#### [Text section]

§ §

CORVALLIS, Ore. – A newly published study by researchers at Oregon State University and two federal agencies concludes that high temperatures coupled with lower flows in many Northwest streams is creating increasingly extreme conditions that could negatively affect fish and other organisms.
The study, published in the professional journal Hydrobiologia, was funded and coordinated by the U.S. Geological Survey and the research branch of the U.S. Forest Service. It points to climate change as the primary reason for the extreme conditions.
“The highest temperatures for streams generally occur in August, while lowest flows take place in the early fall,” said Ivan Arismendi, a research professor in OSU’s Department of Fisheries and Wildlife. “Each period is important because it is a time of potentially high stress on the organisms that live in the stream. If they occur closer in time – or together – they could create double trouble that may be greater than their combined singular effects.”

§ §

#### [Given data]
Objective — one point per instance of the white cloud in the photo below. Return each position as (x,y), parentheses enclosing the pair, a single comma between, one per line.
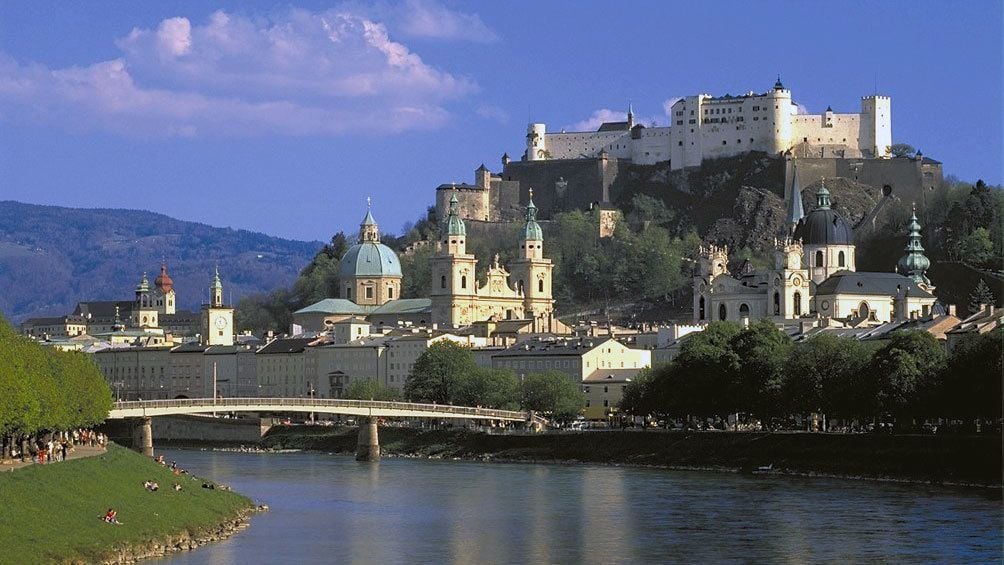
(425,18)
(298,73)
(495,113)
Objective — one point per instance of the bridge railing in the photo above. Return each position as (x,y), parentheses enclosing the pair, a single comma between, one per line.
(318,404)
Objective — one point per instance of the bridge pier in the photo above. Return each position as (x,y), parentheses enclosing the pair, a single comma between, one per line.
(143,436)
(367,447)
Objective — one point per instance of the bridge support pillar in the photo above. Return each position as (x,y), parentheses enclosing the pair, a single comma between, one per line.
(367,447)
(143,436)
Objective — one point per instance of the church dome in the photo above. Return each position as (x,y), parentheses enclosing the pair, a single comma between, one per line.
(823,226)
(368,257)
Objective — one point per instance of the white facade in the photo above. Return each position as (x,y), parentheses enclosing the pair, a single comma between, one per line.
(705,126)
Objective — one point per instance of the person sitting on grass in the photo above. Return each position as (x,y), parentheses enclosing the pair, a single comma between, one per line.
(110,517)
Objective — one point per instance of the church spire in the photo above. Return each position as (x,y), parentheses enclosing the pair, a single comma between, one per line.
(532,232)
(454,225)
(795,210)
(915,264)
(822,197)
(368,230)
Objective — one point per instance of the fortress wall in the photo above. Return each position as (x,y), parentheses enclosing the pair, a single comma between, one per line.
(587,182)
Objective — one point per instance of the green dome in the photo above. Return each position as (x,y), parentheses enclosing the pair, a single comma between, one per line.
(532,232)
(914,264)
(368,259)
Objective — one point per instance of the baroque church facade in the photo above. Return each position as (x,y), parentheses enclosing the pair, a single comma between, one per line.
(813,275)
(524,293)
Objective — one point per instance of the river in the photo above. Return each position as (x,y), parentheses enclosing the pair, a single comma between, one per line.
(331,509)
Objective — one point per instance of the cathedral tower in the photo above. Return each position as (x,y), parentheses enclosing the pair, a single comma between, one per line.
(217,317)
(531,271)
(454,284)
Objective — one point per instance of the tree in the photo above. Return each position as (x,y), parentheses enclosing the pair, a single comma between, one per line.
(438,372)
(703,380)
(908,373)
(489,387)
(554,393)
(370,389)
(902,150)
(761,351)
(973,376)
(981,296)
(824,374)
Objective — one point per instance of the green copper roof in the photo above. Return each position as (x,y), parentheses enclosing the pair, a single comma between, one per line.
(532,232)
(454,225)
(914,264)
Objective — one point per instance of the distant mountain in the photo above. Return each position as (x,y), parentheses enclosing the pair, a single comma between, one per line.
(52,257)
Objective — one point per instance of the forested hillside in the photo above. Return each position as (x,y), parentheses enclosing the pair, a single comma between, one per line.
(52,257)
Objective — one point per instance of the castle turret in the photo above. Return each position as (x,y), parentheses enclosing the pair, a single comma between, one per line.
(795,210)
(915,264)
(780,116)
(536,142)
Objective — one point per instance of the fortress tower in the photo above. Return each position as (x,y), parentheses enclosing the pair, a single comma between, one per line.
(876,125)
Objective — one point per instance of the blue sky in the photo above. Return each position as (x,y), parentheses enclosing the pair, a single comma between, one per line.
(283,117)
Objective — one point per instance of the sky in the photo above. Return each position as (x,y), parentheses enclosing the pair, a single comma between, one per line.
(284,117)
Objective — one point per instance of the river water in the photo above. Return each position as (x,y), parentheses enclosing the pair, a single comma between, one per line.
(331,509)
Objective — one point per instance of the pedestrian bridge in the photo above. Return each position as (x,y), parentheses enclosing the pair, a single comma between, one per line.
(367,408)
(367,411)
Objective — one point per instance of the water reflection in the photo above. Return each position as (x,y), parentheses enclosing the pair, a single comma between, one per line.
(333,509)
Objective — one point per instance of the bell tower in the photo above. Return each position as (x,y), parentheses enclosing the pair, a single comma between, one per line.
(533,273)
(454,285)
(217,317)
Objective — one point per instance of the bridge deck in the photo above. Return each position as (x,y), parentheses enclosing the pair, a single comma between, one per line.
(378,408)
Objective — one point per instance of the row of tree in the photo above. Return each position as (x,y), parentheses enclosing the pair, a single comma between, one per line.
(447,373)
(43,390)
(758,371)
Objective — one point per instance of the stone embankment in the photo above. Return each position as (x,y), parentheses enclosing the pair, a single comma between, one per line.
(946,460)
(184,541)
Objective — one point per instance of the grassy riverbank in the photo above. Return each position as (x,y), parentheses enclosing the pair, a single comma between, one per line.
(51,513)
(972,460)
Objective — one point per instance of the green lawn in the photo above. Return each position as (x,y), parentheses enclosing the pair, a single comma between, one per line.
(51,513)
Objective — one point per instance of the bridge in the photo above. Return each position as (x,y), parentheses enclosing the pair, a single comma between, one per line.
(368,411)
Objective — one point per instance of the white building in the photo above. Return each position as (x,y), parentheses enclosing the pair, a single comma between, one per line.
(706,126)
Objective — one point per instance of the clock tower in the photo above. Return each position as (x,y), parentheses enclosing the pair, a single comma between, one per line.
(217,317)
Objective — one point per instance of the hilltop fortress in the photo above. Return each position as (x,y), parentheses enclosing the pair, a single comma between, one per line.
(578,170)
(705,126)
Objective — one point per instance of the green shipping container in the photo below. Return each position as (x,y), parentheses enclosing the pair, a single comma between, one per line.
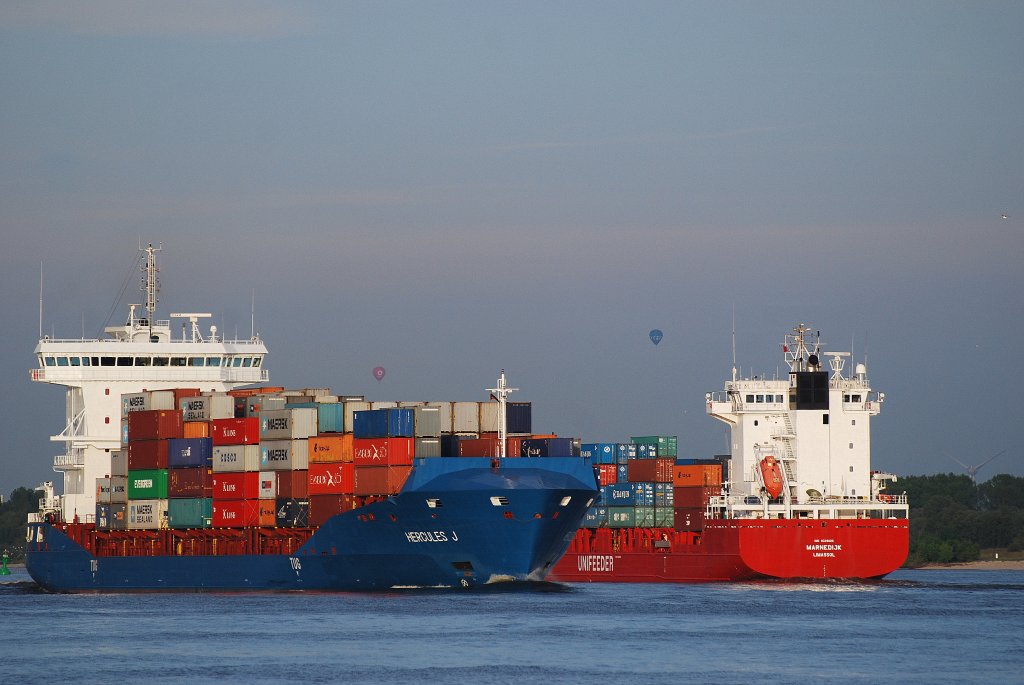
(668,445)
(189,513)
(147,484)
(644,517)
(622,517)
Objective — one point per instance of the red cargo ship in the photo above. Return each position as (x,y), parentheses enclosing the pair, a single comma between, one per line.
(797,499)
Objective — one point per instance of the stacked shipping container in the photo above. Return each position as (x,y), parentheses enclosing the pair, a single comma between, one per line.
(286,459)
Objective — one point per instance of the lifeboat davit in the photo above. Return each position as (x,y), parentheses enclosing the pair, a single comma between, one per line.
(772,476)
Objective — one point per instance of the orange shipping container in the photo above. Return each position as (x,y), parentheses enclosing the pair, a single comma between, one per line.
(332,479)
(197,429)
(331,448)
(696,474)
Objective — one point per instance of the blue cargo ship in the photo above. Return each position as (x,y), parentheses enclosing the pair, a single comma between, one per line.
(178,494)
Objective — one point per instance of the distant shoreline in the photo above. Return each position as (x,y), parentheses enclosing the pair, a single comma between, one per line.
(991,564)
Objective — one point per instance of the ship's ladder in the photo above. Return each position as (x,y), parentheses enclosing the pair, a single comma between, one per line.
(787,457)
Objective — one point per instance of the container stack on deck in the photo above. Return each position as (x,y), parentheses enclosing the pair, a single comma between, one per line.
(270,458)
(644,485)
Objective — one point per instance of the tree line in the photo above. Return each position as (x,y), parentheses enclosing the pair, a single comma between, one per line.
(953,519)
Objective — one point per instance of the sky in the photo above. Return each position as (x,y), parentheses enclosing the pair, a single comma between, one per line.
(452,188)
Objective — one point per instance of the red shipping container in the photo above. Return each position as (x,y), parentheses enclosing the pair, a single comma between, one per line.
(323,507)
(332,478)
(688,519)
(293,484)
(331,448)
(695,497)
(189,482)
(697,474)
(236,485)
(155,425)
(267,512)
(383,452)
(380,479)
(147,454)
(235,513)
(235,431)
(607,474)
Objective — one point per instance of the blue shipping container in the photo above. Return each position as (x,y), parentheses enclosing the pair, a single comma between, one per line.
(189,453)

§ §

#### [Activity list]
a) Using the article on Northwest stream conditions, explain in one to three sentences why the August temperature peak and the early-fall low flows matter for stream life.
b) Translate this sentence from the article on Northwest stream conditions into Spanish: "It points to climate change as the primary reason for the extreme conditions."
c) Continue the article on Northwest stream conditions from its last sentence.

#### [Results in order]
a) Each period is a time of potentially high stress on the organisms that live in the stream. If the two occur closer in time or together, they could create double trouble that may be greater than their combined singular effects.

b) Señala el cambio climático como la razón principal de las condiciones extremas.

c)
Arismendi, who was lead author on the paper, said climate change appears to play a role as snowpack levels lessen and snow begins melting earlier in the spring. Peak stream flows are coming earlier in the year, stretching out the amount of time when river flows are low.
“What results is that low flows are moving closer and closer to the time of the year when stream temperatures are highest,” Arismendi said, “and that is not good.”
The study looked at 22 “minimally human-influenced” streams from the period of 1950 to 2010, located in Washington, Oregon, California, Nevada, Montana and Idaho. The researchers found the hydrology of the streams was complex and differed among streams; while weather extremes affected all of the streams, the impact seems to be mediated by the influence of groundwater.
“Other studies have shown that high temperatures in streams lead to less oxygen and more thermal stress,” said co-author Jason Dunham, an aquatic ecologist with the U.S. Geological Survey. “Low flows reduce the amount of suitable habitat and may lead to high density and overcrowding, more predation, changes in predator-prey relationships, and more competition – at least, among salmonids.”
This study focused on the physical processes on the streams, Arismendi emphasized, and needs to be followed by biological studies.
“Coupling of low flow with high temperatures can have significant hydrologic implications in maintaining stream water quality,” said Mohammad Safeeq, an OSU post-doctoral researcher in the College of Earth, Ocean, and Atmospheric Sciences and a co-author on the paper.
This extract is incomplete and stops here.